### EXTRACT
━━━
Street noise shrieks through a slit in my bedroom window. I stir from sleep.
Shapes ebbing from fuzzed to focussed hover above my crib. Each dangles from string leashed to the arm of a mobile. Bodies and tails of beings I’d seen on Zoo Parade prowl a heaven I as yet cannot reach.
Nature sighs, rustling the blinds. The one-dimensional animals crouch, twist, flip and spring. What invisible force wields such power! I will come to know it as the wind. I will soon learn to create it by babbling upon my own hand. Come next year, my hot breath will whir torrents of mist against the mirror; I’m becoming the eye of my parents’ storm.
Something cold and wet gently grazes my arm. Sniff. Sniff. Sniff. I turn to meet a big, black nose twitching from the end of a shaggy cone. The wind must’ve knocked one of the harmless animals off its tether. He fell onto the shag carpet and swelled into a wolf. The wolf nuzzles me. A pink tongue slinks from its jaws, tickling my elbow. I squeal.
I trace his snout beyond the crib’s vertical slats and meet a pair of watchful eyes bathing me in gold. Nothing like mommy’s and daddy’s eyes: often kind, sometimes terse, perhaps searching for something of themselves in me. No. These eyes are different. These eyes will swing me to sleep in the hammock of night. These eyes will swaddle me in tenderness when the wind flies from my parents’ mouths, shattering our glass house.
Daddy named him Kane, from the Irish meaning “battlefield.” He’s a German shepherd; black-faced and snouted. A huge, black chevron of fur peaks along his spine and tapers to points at his foremost ribs. His chest is coppery tan, a vast field of wheat whose silken stalks beckon my surrender. Because of slight delays in my velar speech sounds, I call him “Hane” until I’m three.
Kane pads beside me during my first milestones. Mommy is afraid he might foil my first steps, but he actually supports them. I grab a clump of Kane’s thick mane to pull myself up onto wobbly bowl legs and steady myself. Kane strides carefully forward, taking me with him. Soon, I release Kane’s fur and amble on my own.
Weather forecasts are impossible under my roof. Out of nowhere, mommy and daddy sling foul words at each other. Maybe because of me. I squint really hard and cover my ears, hoping to disappear. When it gets really bad, I’ll poke Kane’s face or pull his fur. He never gets mad, though. He’ll bark at passing neighbors or show his teeth when he thinks someone means me harm. But, for me, it’s always kind eyes and kisses. I hug him and cry for being so mean.
━━━
### TASKS TO COMPLETE
a – In the piece about Kane, why does the narrator call the dog "Hane" until age three? Answer in one to three sentences.
b – Update the stretch of the piece about Kane from "Something cold and" through "elbow. I squeal.", putting "bear" in place of "wolf".
c – Take the piece about Kane further, starting right after its last sentence.
The material has nothing to do with the piece about Kane.

### INPUT DATA
━━━
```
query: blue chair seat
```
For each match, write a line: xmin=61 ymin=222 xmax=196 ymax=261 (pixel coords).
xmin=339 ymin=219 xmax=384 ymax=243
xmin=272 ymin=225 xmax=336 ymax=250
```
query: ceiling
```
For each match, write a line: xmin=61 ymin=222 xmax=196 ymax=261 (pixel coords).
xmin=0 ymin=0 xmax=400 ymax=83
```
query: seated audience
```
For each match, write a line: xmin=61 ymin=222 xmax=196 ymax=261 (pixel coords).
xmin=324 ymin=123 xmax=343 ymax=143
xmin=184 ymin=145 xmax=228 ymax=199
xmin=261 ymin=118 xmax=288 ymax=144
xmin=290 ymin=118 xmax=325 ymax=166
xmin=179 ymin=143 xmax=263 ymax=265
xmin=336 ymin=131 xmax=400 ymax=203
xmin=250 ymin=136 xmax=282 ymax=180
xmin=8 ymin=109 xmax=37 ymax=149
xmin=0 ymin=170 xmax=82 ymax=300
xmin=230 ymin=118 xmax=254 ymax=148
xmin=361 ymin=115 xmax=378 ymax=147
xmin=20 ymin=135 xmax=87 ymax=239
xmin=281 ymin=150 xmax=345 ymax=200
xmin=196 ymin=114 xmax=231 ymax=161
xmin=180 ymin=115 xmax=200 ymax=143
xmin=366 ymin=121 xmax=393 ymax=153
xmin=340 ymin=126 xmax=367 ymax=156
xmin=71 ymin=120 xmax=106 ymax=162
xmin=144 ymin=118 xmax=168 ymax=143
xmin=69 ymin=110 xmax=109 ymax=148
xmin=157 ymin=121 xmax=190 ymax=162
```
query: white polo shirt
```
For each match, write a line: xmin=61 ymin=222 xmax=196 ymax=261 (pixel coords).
━━━
### RESPONSES TO THE EXERCISE
a – The narrator calls the dog "Hane" because of slight delays in velar speech sounds.

b –
Something cold and wet gently grazes my arm. Sniff. Sniff. Sniff. I turn to meet a big, black nose twitching from the end of a shaggy cone. The wind must’ve knocked one of the harmless animals off its tether. He fell onto the shag carpet and swelled into a bear. The bear nuzzles me. A pink tongue slinks from its jaws, tickling my elbow. I squeal.

c –
Why can’t Kane rescue me like he does when I’m asleep? In my dreams, I ride him bareback. We streak through the hollows of a boreal forest. The hem of the northern lights wave above, guiding us to freedom. Falling snow spatters my face and covers Kane’s coat with jewels. We run so fast the castle demons will never catch us!
Just after my fourth birthday, Kane and I get sick at the same time. Kane makes lots of loose poopies on the rug. He can’t help it. My tonsils blow up and turn red as the Carlsbad Caverns, dad says. I go to the hospital and Kane goes to the vet. Before I leave, I pet Kane and tell him his poopies are gonna be okay. In the operating room, Kane’s face swims in a halo of surgical lights. When I come home, I wish that was the last thing I’d ever seen.
Kane is gone. I ask where he is. Mommy and daddy look at each other, tacitly aligning their story. They shrink their words so I can understand:
“Kane was too sick to come back home. Let’s not talk about that now. How about if we go to the zoo on Saturday?”
I double over, grab a clump of carpet and puke into it. Several of Kane’s hairs stick to my hand. That night, I tuck them under my pillow. The next day, when mommy and daddy aren’t looking, I plant them in the side yard flower bed.
Every day I watch for a field of wheat to grow.
The preceding memory was constructed with the help of my beloved parents who now dwell in the ether with Kane.